Referring expression pointing data:

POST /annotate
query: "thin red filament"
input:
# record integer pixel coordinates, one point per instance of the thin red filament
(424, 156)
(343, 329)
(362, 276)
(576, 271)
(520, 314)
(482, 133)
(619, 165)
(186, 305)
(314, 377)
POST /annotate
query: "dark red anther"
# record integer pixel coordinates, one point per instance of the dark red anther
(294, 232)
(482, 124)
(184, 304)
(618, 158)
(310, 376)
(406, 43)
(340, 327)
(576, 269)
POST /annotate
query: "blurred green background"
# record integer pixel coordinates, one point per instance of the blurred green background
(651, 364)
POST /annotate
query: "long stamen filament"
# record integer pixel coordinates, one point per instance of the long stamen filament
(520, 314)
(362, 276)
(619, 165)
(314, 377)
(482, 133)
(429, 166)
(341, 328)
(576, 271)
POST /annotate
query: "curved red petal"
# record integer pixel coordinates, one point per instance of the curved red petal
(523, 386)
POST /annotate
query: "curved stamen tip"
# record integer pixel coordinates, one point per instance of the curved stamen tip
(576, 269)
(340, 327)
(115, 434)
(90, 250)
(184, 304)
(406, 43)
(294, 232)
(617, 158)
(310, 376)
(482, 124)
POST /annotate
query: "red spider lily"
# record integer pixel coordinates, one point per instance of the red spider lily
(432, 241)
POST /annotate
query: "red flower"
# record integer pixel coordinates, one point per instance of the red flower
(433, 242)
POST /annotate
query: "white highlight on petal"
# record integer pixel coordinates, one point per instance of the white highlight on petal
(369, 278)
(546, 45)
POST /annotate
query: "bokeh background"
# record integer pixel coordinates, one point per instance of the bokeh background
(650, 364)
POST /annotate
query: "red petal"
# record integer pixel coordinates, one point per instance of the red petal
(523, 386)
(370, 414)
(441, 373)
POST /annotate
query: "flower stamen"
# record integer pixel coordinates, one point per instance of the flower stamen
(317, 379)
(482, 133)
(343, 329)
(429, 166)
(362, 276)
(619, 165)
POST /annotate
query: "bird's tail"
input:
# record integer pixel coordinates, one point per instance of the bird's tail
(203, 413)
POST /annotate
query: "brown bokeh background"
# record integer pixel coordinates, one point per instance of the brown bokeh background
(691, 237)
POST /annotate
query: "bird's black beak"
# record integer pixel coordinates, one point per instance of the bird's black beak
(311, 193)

→ **Exercise brief**
All records must be repeated exactly, with none skipped.

→ **Reply to the task**
POST /annotate
query: "thin red filament"
input:
# record integer pixel coordinates, one point per instance of the thin red filament
(424, 156)
(343, 329)
(362, 276)
(576, 271)
(520, 314)
(482, 133)
(619, 165)
(186, 305)
(314, 377)
POST /annotate
query: "dark red anther"
# record integer pixel coordinates, one point per instance of the dark red anther
(294, 232)
(482, 124)
(184, 304)
(618, 158)
(310, 376)
(406, 43)
(340, 327)
(576, 269)
POST /annotate
query: "blurred green background"
# record integer pixel coordinates, one point per instance of the blurred green background
(651, 364)
POST /annotate
query: "long stamen filament"
# record integer pixel coordinates, one point per instance of the long stamen filament
(520, 314)
(362, 276)
(619, 165)
(314, 377)
(482, 133)
(429, 166)
(341, 328)
(576, 271)
POST /annotate
query: "curved red petal"
# record integer pixel coordinates, one point per instance of the curved red petal
(523, 386)
POST /annotate
query: "curved stamen tip"
# record integer pixel coordinates, one point per instance of the curved stamen tip
(576, 269)
(340, 327)
(115, 434)
(90, 250)
(184, 304)
(406, 43)
(294, 232)
(617, 158)
(310, 376)
(482, 124)
POST /annotate
query: "red spider lily"
# record integer pixel coordinates, one point per instance of the red spider lily
(432, 241)
POST /annotate
query: "red flower"
# record integer pixel coordinates, one point per instance of the red flower
(433, 242)
POST /annotate
query: "white highlight on petal"
# record integer pixel coordinates, one point per instance of the white highlight on petal
(369, 278)
(546, 45)
POST /annotate
query: "bokeh background"
# record integer pixel coordinates, one point per instance of the bokeh background
(650, 364)
POST /annotate
query: "red petal"
# record integer pixel coordinates, one point per instance of the red petal
(523, 386)
(370, 414)
(441, 373)
POST /annotate
query: "flower stamen"
# record integer pixel coordinates, one point per instance of the flower stamen
(317, 379)
(482, 133)
(343, 329)
(429, 166)
(362, 276)
(619, 165)
POST /annotate
query: "bird's tail"
input:
# record integer pixel coordinates, one point per instance of the bird's tail
(203, 413)
POST /annotate
query: "brown bokeh background"
# record integer pixel coordinates, one point per instance of the brown bokeh background
(691, 237)
POST /annotate
query: "bird's black beak"
# record integer pixel coordinates, one point per instance of the bird's black beak
(311, 193)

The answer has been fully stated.